§ **Problem description**: Write out only the lines from the one containing "Each instance of the fishing reel" down through the end of the material below, requests included. Multiply every x and y coordinate in the answers by 1.3 and round each result to a whole number, rounding halves up.
-- -- --
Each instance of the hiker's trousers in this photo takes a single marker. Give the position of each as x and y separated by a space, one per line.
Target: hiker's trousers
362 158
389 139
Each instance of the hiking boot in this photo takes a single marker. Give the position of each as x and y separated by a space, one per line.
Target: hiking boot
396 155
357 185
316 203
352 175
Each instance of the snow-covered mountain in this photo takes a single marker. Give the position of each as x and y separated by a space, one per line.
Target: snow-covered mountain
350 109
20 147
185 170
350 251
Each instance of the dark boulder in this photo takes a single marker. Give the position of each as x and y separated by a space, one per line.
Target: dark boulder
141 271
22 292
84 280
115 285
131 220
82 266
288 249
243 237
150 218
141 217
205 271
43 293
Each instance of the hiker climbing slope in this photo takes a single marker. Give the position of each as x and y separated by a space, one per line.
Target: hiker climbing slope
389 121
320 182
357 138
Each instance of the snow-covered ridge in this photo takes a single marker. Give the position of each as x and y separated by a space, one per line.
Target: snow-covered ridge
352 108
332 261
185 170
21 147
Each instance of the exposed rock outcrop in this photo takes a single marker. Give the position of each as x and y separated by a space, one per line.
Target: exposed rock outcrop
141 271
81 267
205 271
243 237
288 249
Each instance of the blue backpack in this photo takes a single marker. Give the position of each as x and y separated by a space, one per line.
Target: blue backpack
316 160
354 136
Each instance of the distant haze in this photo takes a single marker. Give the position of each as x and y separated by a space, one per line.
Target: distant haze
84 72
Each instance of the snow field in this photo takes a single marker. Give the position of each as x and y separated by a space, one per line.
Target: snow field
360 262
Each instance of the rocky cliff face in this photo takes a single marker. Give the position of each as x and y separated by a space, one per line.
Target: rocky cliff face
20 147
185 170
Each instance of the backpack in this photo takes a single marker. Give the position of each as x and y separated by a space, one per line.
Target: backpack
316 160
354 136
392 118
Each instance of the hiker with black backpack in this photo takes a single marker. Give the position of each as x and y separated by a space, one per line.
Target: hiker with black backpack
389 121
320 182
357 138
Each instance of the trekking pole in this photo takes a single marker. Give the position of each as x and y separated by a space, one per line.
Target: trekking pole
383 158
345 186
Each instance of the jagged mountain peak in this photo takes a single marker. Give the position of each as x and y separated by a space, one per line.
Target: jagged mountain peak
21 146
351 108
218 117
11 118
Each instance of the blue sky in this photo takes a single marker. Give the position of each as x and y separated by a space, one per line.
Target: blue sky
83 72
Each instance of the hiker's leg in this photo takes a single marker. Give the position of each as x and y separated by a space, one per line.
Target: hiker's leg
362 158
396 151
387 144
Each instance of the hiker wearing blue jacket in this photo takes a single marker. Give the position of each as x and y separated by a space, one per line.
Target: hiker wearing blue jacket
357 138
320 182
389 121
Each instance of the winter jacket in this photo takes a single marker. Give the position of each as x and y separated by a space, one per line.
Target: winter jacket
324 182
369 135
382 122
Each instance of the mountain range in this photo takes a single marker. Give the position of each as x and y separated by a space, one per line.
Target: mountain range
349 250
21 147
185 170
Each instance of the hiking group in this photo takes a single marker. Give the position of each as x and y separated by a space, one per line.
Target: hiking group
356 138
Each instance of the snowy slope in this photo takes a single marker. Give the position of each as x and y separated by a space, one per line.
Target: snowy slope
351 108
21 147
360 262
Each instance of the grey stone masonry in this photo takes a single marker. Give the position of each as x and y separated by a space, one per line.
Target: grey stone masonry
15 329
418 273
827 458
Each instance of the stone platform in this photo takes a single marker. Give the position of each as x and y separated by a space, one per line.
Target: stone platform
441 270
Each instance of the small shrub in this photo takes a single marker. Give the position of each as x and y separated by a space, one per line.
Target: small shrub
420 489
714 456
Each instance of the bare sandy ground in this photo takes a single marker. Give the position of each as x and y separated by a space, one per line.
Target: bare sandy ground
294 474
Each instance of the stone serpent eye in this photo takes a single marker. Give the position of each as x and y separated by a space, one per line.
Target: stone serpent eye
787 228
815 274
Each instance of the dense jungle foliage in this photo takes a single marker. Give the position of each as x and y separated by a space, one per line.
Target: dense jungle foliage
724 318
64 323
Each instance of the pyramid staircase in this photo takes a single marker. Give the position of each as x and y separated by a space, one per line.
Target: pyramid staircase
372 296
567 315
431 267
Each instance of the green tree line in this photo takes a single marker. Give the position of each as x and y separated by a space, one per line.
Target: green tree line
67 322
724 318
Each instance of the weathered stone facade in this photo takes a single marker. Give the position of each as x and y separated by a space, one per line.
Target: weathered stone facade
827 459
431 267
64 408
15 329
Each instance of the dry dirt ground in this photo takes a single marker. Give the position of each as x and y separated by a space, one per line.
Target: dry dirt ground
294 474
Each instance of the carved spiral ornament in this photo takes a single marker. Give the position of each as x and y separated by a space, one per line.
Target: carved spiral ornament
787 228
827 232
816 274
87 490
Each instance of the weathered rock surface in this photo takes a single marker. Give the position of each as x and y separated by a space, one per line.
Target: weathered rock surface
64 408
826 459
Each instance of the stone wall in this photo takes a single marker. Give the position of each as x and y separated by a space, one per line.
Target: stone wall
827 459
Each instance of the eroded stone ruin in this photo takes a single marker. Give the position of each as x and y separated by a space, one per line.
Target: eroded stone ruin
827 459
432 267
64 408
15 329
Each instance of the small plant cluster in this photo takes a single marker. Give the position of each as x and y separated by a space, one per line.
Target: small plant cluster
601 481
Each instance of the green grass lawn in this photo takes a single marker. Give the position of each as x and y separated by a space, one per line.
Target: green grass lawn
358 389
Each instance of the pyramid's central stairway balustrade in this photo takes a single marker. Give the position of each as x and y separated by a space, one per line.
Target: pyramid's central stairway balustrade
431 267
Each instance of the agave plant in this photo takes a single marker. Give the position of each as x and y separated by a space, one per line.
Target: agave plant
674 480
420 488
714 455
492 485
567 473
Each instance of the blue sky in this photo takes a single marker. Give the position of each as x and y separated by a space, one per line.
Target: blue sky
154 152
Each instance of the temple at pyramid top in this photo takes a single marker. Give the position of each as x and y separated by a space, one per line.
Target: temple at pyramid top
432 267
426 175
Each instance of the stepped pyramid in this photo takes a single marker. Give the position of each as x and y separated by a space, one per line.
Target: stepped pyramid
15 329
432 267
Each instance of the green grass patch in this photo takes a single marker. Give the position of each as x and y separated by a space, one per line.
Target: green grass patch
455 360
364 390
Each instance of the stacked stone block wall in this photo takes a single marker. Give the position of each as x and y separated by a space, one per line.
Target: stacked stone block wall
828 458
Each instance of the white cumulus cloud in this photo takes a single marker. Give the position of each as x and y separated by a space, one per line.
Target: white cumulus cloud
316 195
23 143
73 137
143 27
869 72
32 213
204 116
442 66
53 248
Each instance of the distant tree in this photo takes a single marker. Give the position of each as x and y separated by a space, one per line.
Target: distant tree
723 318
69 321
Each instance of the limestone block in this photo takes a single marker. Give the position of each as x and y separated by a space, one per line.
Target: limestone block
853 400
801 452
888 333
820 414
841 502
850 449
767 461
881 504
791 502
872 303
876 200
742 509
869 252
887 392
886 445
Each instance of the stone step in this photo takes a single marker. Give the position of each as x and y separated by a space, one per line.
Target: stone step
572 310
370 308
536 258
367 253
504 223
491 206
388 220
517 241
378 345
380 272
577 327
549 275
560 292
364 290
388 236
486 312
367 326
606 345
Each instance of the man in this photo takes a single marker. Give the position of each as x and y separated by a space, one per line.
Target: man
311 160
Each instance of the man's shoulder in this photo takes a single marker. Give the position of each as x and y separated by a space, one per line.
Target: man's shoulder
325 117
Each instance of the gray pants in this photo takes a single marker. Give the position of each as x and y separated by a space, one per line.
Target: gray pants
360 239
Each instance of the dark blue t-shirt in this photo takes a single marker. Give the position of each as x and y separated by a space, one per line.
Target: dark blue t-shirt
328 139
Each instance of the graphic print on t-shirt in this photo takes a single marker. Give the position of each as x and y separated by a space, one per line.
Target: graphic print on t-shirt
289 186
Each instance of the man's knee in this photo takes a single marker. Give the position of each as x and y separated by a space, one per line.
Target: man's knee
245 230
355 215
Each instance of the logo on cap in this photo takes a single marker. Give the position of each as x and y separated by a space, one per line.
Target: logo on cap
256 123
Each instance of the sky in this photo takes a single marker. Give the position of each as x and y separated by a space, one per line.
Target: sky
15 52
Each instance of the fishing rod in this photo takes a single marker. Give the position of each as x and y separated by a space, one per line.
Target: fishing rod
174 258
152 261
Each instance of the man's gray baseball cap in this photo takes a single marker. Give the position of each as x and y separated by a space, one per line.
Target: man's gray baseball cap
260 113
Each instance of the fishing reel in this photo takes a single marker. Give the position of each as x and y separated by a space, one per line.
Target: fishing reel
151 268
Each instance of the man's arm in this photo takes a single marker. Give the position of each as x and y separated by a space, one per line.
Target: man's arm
-- -- --
§ **Answer below**:
Each instance of the fishing reel in this photo takes a single marker. Give the position of each as x and y separated by a space, one per line.
Target: fishing reel
196 348
Each instance of the man's arm in this photo takes a single marker. Give the position of each as x and y separated by a space, one per line.
Target: man's arm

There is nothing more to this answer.